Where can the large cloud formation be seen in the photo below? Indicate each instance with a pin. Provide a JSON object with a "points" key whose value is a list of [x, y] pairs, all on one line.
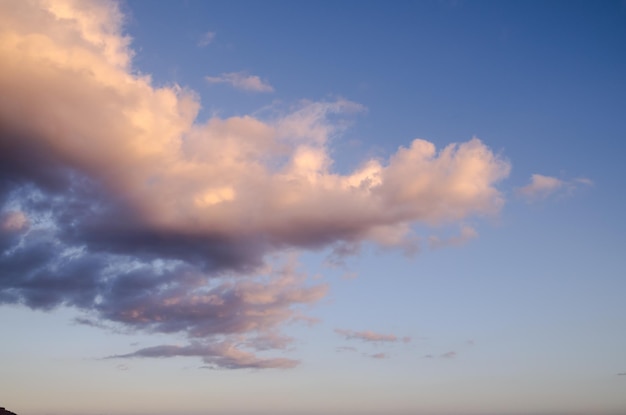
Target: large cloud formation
{"points": [[115, 199]]}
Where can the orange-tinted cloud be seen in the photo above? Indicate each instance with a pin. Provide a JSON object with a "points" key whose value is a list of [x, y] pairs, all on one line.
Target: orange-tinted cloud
{"points": [[115, 199]]}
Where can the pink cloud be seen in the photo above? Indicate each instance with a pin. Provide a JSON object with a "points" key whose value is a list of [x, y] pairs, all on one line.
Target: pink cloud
{"points": [[160, 222], [241, 81], [370, 336], [541, 186]]}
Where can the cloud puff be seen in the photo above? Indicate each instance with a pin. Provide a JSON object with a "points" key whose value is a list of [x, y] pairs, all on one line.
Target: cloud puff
{"points": [[116, 200], [241, 80], [370, 336], [541, 186]]}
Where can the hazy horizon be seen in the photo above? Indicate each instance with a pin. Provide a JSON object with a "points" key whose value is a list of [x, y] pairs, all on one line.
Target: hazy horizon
{"points": [[312, 208]]}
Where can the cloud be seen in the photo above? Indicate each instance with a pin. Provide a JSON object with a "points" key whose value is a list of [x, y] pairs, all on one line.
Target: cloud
{"points": [[115, 199], [370, 336], [241, 80], [540, 186], [206, 39], [467, 233], [223, 355]]}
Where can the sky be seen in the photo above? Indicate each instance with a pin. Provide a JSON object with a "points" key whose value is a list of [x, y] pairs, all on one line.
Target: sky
{"points": [[312, 208]]}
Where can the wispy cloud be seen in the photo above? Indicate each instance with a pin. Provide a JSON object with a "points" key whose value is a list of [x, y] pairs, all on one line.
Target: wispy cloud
{"points": [[241, 80], [379, 356], [224, 355], [370, 336], [115, 199], [466, 234], [206, 39], [541, 187]]}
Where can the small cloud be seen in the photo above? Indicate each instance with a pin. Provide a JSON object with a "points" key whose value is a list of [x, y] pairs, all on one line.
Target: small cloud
{"points": [[242, 81], [541, 187], [206, 39], [370, 336], [466, 233], [350, 275]]}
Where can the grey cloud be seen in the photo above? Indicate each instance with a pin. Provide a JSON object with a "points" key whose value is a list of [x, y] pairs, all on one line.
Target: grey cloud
{"points": [[218, 355], [117, 201]]}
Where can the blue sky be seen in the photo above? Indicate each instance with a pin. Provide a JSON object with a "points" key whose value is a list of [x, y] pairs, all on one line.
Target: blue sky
{"points": [[312, 208]]}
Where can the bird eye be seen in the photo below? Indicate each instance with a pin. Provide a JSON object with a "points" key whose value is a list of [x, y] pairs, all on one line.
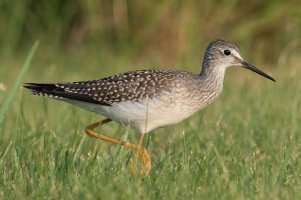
=-=-=
* Work instructions
List every line of the entries above that contains the word "grey", treating uppercase and lowercase letters as different.

* Finished exercise
Where can the grey cloud be seen in the photo above? Indicate each instance with a pin. Provide a JSON object with a "points" key whose value is a list of [x, y] pairs, all on one line.
Target: grey cloud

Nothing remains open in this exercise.